--- Begin ---
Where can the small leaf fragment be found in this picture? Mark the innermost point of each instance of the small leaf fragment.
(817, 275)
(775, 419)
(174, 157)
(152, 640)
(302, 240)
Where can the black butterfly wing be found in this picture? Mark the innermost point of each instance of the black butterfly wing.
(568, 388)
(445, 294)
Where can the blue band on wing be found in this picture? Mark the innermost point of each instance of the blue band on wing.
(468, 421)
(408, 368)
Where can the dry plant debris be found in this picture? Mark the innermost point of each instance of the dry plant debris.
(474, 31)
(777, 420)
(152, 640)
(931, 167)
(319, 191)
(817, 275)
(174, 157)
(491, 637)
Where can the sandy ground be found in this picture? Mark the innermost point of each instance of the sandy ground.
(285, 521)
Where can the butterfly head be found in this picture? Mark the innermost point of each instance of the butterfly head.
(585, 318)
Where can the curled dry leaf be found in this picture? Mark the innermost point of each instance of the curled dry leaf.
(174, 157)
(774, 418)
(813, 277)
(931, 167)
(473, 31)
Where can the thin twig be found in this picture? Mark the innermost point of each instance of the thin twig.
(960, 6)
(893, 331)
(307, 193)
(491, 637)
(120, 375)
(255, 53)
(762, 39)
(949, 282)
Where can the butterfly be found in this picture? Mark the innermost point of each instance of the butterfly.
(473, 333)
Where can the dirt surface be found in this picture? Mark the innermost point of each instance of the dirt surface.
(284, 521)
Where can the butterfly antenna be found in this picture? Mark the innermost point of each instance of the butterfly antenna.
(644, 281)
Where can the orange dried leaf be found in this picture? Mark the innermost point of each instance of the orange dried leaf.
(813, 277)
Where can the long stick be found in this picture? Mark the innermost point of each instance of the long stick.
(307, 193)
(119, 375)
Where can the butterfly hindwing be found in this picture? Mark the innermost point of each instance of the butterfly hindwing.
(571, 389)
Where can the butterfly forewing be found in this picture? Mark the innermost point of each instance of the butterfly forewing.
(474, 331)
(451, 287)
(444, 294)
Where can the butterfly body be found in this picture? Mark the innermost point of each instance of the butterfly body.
--- End ---
◆ **WORK TO DO**:
Give back exactly the lines from the line holding "Where can the thin" through the last line of the listing, including both.

◆ **CORRECT RESULT**:
Where can the thin twig be found in this picture? Mark the innermost point of each instance of the thin twig.
(960, 6)
(893, 331)
(307, 193)
(491, 637)
(120, 375)
(255, 53)
(762, 39)
(949, 282)
Where can the butterfly be found in this picture? Mark the innermost point of each instance of the butterfly.
(473, 333)
Where can the dirt surface be found in this picture? Mark the innermost point of each instance of the dirt surface.
(284, 521)
Where can the butterfly antenna be found in this picture? Mark the innermost point of each instance of the butterfly antenna.
(644, 281)
Where can the orange dried leaf be found in this picture? Mark the innermost point of each instance of the orange dried leaf.
(813, 277)
Where can the long stick be found in this picture? Mark the innermost point of each instance of the long stick.
(307, 193)
(119, 375)
Where can the butterfly hindwing be found in this picture? Mark the innermost point of each instance of the butterfly hindwing.
(571, 389)
Where can the butterfly forewing be found in this picture? Mark the innermost point of each instance of the butterfly forewing.
(474, 331)
(451, 287)
(444, 294)
Where can the butterfly body be found in this picture? Mark the innermost point of each instance of the butterfly body.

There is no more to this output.